- **PROMPT**
Skip the pictures. Transcribe the rest of the data below without changing a word.

- **EXERCISE INPUTS**

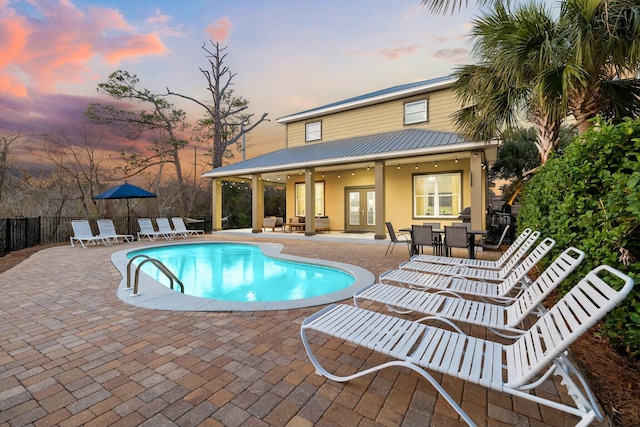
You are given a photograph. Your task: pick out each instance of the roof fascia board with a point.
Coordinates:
(366, 101)
(350, 159)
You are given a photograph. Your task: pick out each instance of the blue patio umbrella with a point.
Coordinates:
(125, 191)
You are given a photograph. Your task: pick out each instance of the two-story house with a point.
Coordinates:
(390, 155)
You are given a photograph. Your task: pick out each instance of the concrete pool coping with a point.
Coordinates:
(154, 295)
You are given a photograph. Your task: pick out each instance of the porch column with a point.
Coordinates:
(216, 205)
(380, 202)
(310, 202)
(477, 182)
(257, 204)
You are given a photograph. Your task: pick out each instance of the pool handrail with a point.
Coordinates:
(158, 264)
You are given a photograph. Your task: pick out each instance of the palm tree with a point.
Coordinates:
(516, 79)
(540, 66)
(441, 6)
(604, 46)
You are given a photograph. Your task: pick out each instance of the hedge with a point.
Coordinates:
(589, 198)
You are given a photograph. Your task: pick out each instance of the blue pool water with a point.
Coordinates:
(239, 272)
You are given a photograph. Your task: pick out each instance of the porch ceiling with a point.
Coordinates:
(400, 147)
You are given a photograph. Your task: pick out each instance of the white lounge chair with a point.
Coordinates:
(164, 227)
(482, 273)
(147, 230)
(482, 263)
(498, 318)
(108, 231)
(517, 368)
(82, 233)
(180, 227)
(498, 291)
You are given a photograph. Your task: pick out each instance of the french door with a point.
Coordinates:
(361, 205)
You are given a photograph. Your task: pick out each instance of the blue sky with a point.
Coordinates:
(288, 55)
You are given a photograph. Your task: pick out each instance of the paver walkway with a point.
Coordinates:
(73, 354)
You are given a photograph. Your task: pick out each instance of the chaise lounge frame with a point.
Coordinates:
(108, 231)
(498, 318)
(82, 233)
(497, 291)
(515, 369)
(486, 274)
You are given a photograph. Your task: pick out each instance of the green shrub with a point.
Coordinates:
(590, 198)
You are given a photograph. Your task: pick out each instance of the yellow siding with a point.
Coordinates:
(379, 118)
(398, 192)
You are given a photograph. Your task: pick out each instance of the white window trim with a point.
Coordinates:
(421, 114)
(437, 214)
(311, 133)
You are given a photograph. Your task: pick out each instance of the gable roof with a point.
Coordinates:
(383, 146)
(378, 96)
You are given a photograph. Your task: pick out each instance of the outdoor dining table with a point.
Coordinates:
(471, 233)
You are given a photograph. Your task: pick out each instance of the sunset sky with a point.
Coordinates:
(289, 55)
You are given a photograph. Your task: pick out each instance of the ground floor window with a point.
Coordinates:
(301, 199)
(437, 195)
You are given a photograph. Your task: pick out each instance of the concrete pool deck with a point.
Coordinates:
(73, 354)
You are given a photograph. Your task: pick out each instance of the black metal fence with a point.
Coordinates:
(22, 233)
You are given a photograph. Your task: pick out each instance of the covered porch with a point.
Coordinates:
(358, 184)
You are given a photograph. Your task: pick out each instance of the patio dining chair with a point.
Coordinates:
(502, 318)
(421, 236)
(437, 238)
(399, 238)
(523, 240)
(518, 368)
(455, 237)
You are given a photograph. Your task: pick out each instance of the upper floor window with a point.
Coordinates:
(416, 112)
(437, 195)
(313, 131)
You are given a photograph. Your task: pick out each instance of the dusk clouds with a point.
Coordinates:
(220, 31)
(288, 56)
(47, 43)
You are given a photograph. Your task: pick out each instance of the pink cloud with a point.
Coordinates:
(398, 52)
(60, 45)
(14, 36)
(158, 18)
(220, 31)
(134, 46)
(392, 53)
(452, 55)
(13, 87)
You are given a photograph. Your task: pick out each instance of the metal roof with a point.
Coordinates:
(372, 97)
(391, 145)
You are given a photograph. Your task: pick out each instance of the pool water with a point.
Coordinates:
(240, 272)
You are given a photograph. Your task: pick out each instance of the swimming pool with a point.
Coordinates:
(240, 272)
(222, 271)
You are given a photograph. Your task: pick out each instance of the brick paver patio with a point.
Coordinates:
(73, 354)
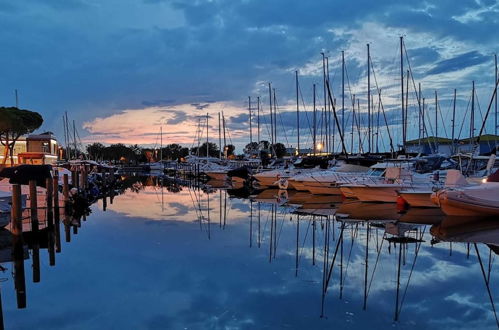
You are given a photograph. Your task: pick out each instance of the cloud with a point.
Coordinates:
(198, 52)
(459, 62)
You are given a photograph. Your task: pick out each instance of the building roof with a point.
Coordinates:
(428, 140)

- **RESULT OF THE EXERCISE**
You are given a photograph. Your task: pick out each instance of the roof fascia board with a point.
Coordinates:
(366, 101)
(350, 159)
You are given a photograph. Your task: pick out each instance of the blue patio umbrella with a point.
Coordinates:
(125, 191)
You are given a photograph. Your task: pick out each instance of the two-story house with a point.
Coordinates:
(390, 155)
You are given a photograph. Your task: pick out each instance of the concrete pool coping with a point.
Coordinates:
(154, 295)
You are given a photograph. Your task: pick out each instance of the porch column with a point.
Coordinates:
(216, 205)
(380, 202)
(310, 202)
(477, 182)
(257, 204)
You are given a photograph. Your task: pick out each instance of the pool handrail with a point.
Coordinates:
(158, 264)
You are given a photograph. Your task: pick out each instance of the palm tree with a point.
Coordinates:
(516, 79)
(540, 66)
(441, 6)
(604, 46)
You are given a photograph. Your task: pick out each instance of the hedge with a point.
Coordinates:
(589, 198)
You are given a photograph. Your task: pick out each instance of the blue pool water with a point.
Coordinates:
(239, 272)
You are given a photograph. Your task: pick out each instance of the porch ceiling with a point.
Coordinates:
(400, 147)
You are given a photograph. Your task: pick out each instance of the white lounge chair with a point.
Coordinates:
(164, 227)
(482, 273)
(147, 230)
(482, 263)
(498, 318)
(108, 231)
(517, 368)
(82, 233)
(180, 227)
(498, 291)
You are given a photograph. Your task: pick out each instance of the french door with a point.
Coordinates:
(361, 205)
You are given a photograph. Your task: pick out each instance of the blue sky with a point.
Coordinates:
(288, 55)
You are given a photograph. Your task: pick out each instance of the paver walkway with a point.
Coordinates:
(73, 354)
You are given a photograph. Your task: pick out each instance of the chaise lounge frame with a point.
Coordinates:
(108, 231)
(498, 318)
(82, 233)
(497, 291)
(515, 369)
(486, 274)
You are given a photograph. Your task: pick out each instance of the green shrub with a point.
Coordinates:
(590, 198)
You are given a photograph. Your task: pick out each instance of the yellow siding with a point.
Coordinates:
(379, 118)
(398, 192)
You are given a photograph. Your task: pick out each instance of the white window trim with a point.
Coordinates:
(421, 114)
(437, 214)
(311, 133)
You are given a photograph. Your task: pick out each instance of the gable roof with a point.
Coordinates:
(383, 146)
(378, 96)
You are given a photograph. Your task: pick out each instance of the outdoor dining table with a point.
Coordinates:
(471, 233)
You are given a photograph. Your task: pick out each instance of the sunset sky with a point.
Coordinates:
(289, 55)
You are given a photograph. Your task: pick out each instance of the ground floor window with a point.
Coordinates:
(301, 199)
(437, 195)
You are given a photograph. Your task: pick out each instance of the concrete pool deck with a point.
Coordinates:
(73, 354)
You are given a photograph. Your task: pick out each instance of the black metal fence with a point.
Coordinates:
(22, 233)
You are given a photograph. Your task: pick out each instance of the covered porch with a point.
Coordinates:
(358, 184)
You are given a photograph. Your task: pick out each instance of the patio dining chair with a point.
Coordinates:
(502, 318)
(421, 236)
(437, 238)
(399, 238)
(523, 240)
(518, 368)
(455, 237)
You are given a photograph. Your task: pick out each instance of the upper floor window with a point.
Coordinates:
(416, 112)
(437, 195)
(313, 131)
You are given a photograph. Your task: pick out each instance of the dusk clouds with a point.
Coordinates:
(220, 31)
(288, 56)
(47, 43)
You are given a photograph. Your task: pick out each instance of the pink cloud with a point.
Coordinates:
(398, 52)
(60, 45)
(14, 36)
(158, 18)
(220, 31)
(134, 46)
(392, 53)
(452, 55)
(13, 87)
You are given a photograph. Your task: pick out each instance of the metal roof with a point.
Coordinates:
(372, 97)
(391, 145)
You are given a photograph. Your task: pick out each instance of the pool water with a point.
Coordinates:
(240, 272)
You are given a photograph. Your task: pick out each instance of the swimming pool with a point.
Coordinates:
(240, 272)
(222, 271)
You are given a photograph. Your task: pick out each instance of the brick paver patio with a point.
Coordinates:
(73, 354)
You are given a photograph. Your task: pick out each instance of the cloud with a point.
Coordinates:
(198, 52)
(459, 62)
You are given a photograph. Your task: pick out each instance of the building roof with a point.
Coordinates:
(428, 140)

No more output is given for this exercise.